- Extract provided -
-----

# Preform analysis on images

This ia a helper notebook and uses cats/dogs as the example.  In real usage you would copy this notebook to your subdirectory and then change the dataset access as needed.  You could then customize the reporting based on the type of problem and images.  When you look in some of my folders you will see my copy that I've used to analyze images - like for example, Dog Breeds.

Sample pandas examples:

https://github.com/rasbt/pattern_classification/blob/master/data_viz/matplotlib_viz_gallery.ipynb
https://github.com/rasbt/pattern_classification/blob/master/data_viz/matplotlib_viz_gallery.ipynb

### Processing for using Google Drive and normal includes

The notebook uses TensorFlow 2.x.  (Eager execution is enabled by default and we use the newer versions of tf.Data.)

I use Notebooks running on Colab and on my local workstation, so I need to separate some logic to make it easier to run in both locations.

I was going to delete and just make Colab version, but that is not "real world."  You usually have multiple environments and I'm showing you how I accommodate different environments, you might need something different...



In [0]:
#"""
# Google Collab specific stuff....
from google.colab import drive
drive.mount('/content/drive')

import os
!ls "/content/drive/My Drive"

USING_COLLAB = True
# Force to use 2.x version of Tensorflow
%tensorflow_version 2.x
#"""

In [0]:
# Setup sys.path to find MachineLearning lib directory

# Check if "USING_COLLAB" is defined, if yes, then we are using Colab, otherwise set to False
try: USING_COLLAB
except NameError: USING_COLLAB = False

%load_ext autoreload
%autoreload 2

# set path env var
import sys
if "MachineLearning" in sys.path[0]: 
    pass
else:
    print(sys.path)
    if USING_COLLAB:
        sys.path.insert(0, '/content/drive/My Drive/GitHub/MachineLearning/lib')  ###### CHANGE FOR SPECIFIC ENVIRONMENT
    else:
        sys.path.insert(0, '/Users/john/Documents/GitHub/MachineLearning/lib')  ###### CHANGE FOR SPECIFIC ENVIRONMENT
    
    print(sys.path)

In [0]:
# Normal includes...

from __future__ import absolute_import, division, print_function, unicode_literals

import os, sys, random, warnings, time, copy, csv
import numpy as np 

import IPython.display as display
from PIL import Image
import pandas as pd
import matplotlib.pyplot as plt
%matplotlib inline

import tensorflow as tf
print(tf.__version__)

# This allows the runtime to decide how best to optimize CPU/GPU usage
AUTOTUNE = tf.data.experimental.AUTOTUNE

from TrainingUtils import *

#warnings.filterwarnings("ignore", category=DeprecationWarning)

-----

- Exercise instructions -
1. Which version of TensorFlow does the image analysis notebook use?
2. Write the next part of the image analysis notebook, picking up after its final line.

- Coordinate labeling data -
-----

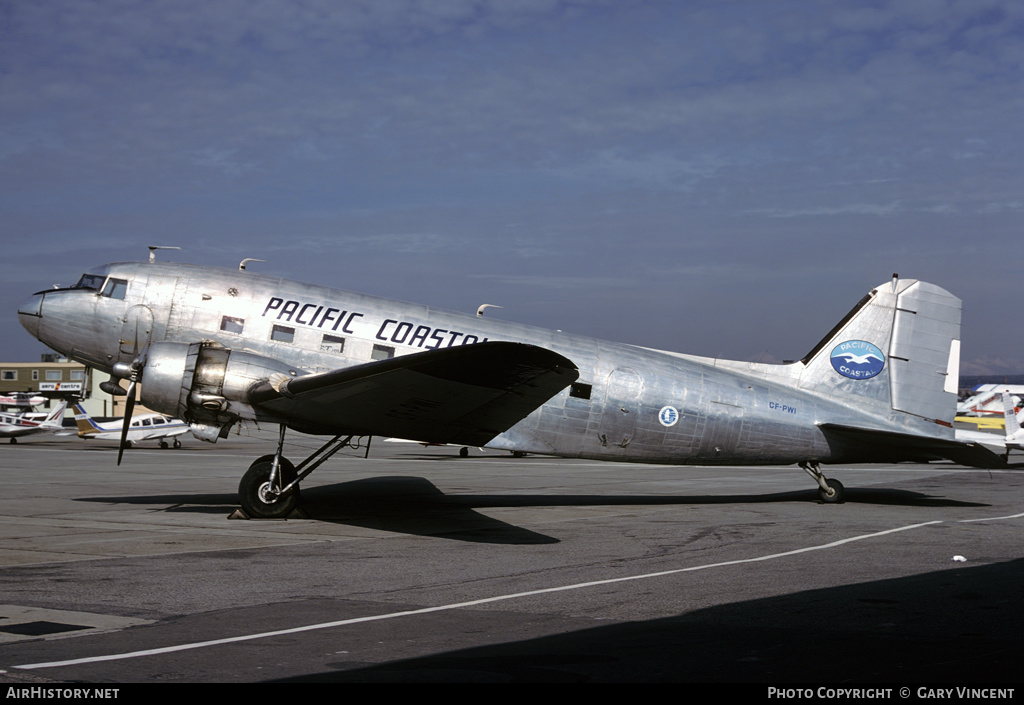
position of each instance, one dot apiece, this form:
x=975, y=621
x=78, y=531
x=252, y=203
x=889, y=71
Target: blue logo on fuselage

-----

- Answers for this exercise -
1. It uses TensorFlow 2.x.

2.
#warnings.filterwarnings("ignore", category=UserWarning)
warnings.filterwarnings("ignore", "(Possibly )?corrupt EXIF data", UserWarning)

## General Setup

- Create a dictionary wrapped by a class for global values.  This is how I manage global vars in my notebooks.



In [0]:
# Set root directory path to data
if USING_COLLAB:
    ROOT_PATH = "/content/drive/My Drive/GitHub/MachineLearning/9-LibTest/Data"  ###### CHANGE FOR SPECIFIC ENVIRONMENT
else:
    ROOT_PATH = "/Users/john/Documents/GitHub/MachineLearning/9-LibTest/Data"  ###### CHANGE FOR SPECIFIC ENVIRONMENT
        
# Establish global dictionary
parms = GlobalParms(ROOT_PATH=ROOT_PATH,
                    TRAIN_DIR="CatDogLabeledVerySmall", 
                    NUM_CLASSES=2,
                    IMAGE_ROWS=256,
                    IMAGE_COLS=256,
                    IMAGE_CHANNELS=3,
                    BATCH_SIZE=1,  # must be one if you want to see different image sizes
                    IMAGE_EXT=".jpg")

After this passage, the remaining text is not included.